=== Lista de exercícios ===
1. Reproduza o trecho do texto sobre palavrões de "Esse efeito foi" a "pouco nesse quesito.".
2. Segundo o texto sobre palavrões, quantos participantes foram analisados no estudo da Universidade de Keele?

=== Texto fornecido ===
É "boca suja"? Falar palavrão alivia a dor e pode ser sinal de inteligência
Não há nada melhor do que soltar um "#@%@&*$" ou, quem sabe, "%$@# &%@ $ *%$*@" depois de acertar a quina da cama com o dedinho do pé. As palavras também podem sair assim, espontaneamente, após uma "fechada" no trânsito ou mesmo quando ouvimos uma notícia triste ou surpreendente. Se você se reconheceu em alguma dessas situações, fique tranquilo: falar palavrão é algo normal do ser humano e, acredite, pode até ser uma ferramenta para nos ajudar a lidar com a dor.
"Xingar ativa o nosso modo 'luta ou fuga', desencadeando uma cascata hormonal e psicológica com efeitos que nos ajudam a lidar com dor", afirma Timothy Jay, professor emérito de psicologia na Massachusetts College of Liberal Arts, nos Estados Unidos, e autor do livro Why We Curse? ("Por que Praguejamos?", em tradução livre). "Além disso, a fala também nos ajuda a distrair a mente da sensação desconfortável", explica.
Esse efeito foi observado em um estudo feito pela Universidade de Keele, no Reino Unido, e publicado no periódico Frontiers in Psychology em abril de 2020. Os pesquisadores analisaram a reação de 92 participantes ao ficarem com a mão em um balde de gelo. Eles só podiam falar três palavras (um palavrão "tradicional" e outros dois "falsos", como "pomba" ou "baralho").
Eles cronometraram quanto tempo levou para que os voluntários começassem a sentir dor, e sua tolerância ao incômodo foi determinada por quanto tempo eles conseguiram manter as mãos na água gelada. Observou-se que houve uma diferença de tolerância de acordo com o tipo de palavrão usado. O tradicional, no caso, aumentou a tolerância à dor em 33%, enquanto os palavrões falsos fizeram pouco nesse quesito.

=== Material de apoio ===
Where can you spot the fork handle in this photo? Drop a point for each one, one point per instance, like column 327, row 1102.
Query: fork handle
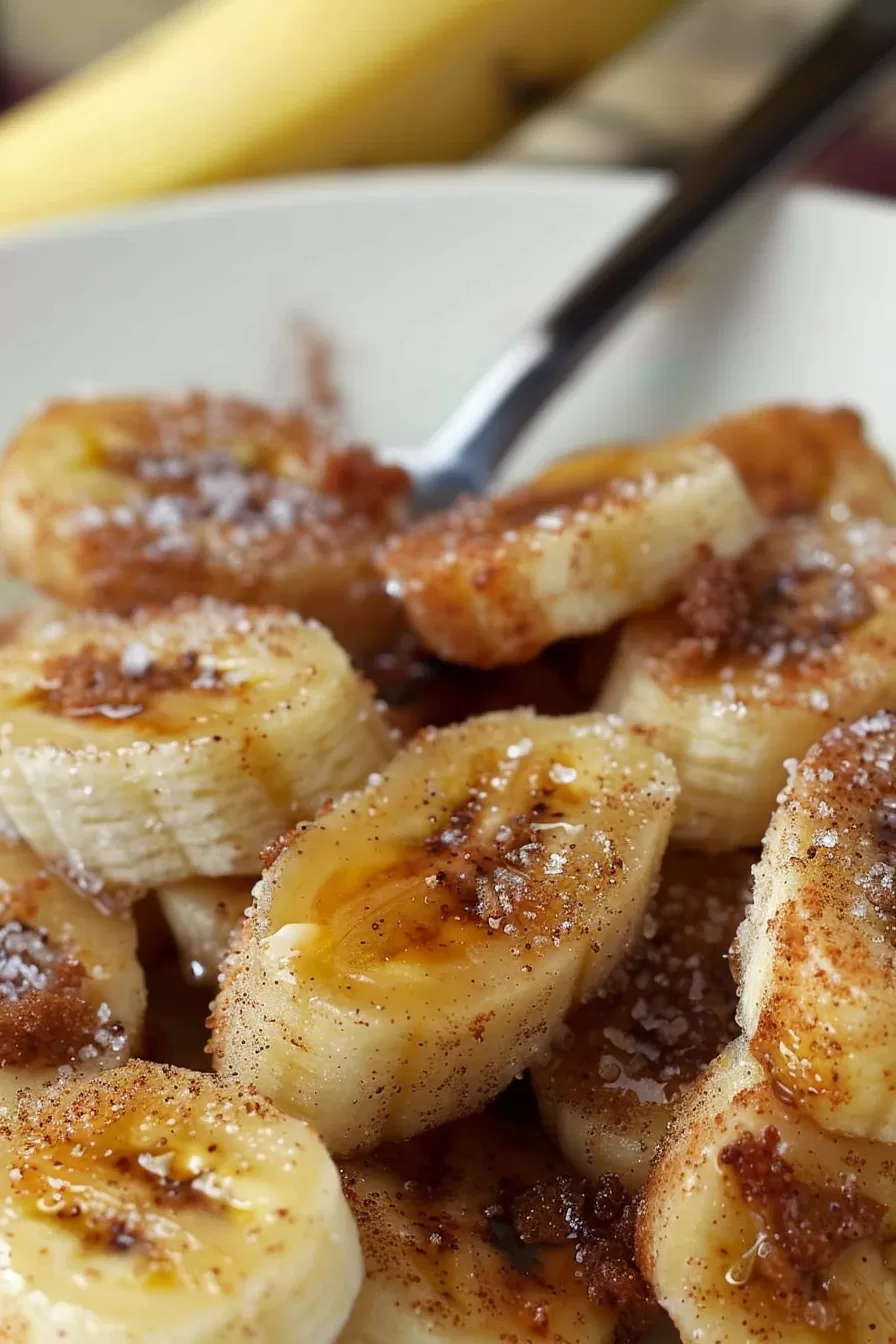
column 817, row 89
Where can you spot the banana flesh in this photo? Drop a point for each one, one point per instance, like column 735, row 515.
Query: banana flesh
column 71, row 988
column 817, row 952
column 152, row 1204
column 120, row 503
column 203, row 917
column 755, row 664
column 415, row 946
column 478, row 1234
column 622, row 1062
column 758, row 1226
column 801, row 460
column 180, row 741
column 495, row 581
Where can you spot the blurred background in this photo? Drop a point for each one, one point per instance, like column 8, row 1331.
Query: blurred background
column 114, row 100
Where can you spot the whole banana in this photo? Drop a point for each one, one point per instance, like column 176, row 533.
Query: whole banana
column 293, row 85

=== Respostas esperadas ===
1.
Esse efeito foi observado em um estudo feito pela Universidade de Keele, no Reino Unido, e publicado no periódico Frontiers in Psychology em abril de 2020. Os pesquisadores analisaram a reação de 92 participantes ao ficarem com a mão em um balde de gelo. Eles só podiam falar três palavras (um palavrão "tradicional" e outros dois "falsos", como "pomba" ou "baralho").
Eles cronometraram quanto tempo levou para que os voluntários começassem a sentir dor, e sua tolerância ao incômodo foi determinada por quanto tempo eles conseguiram manter as mãos na água gelada. Observou-se que houve uma diferença de tolerância de acordo com o tipo de palavrão usado. O tradicional, no caso, aumentou a tolerância à dor em 33%, enquanto os palavrões falsos fizeram pouco nesse quesito.

2. 92 participantes.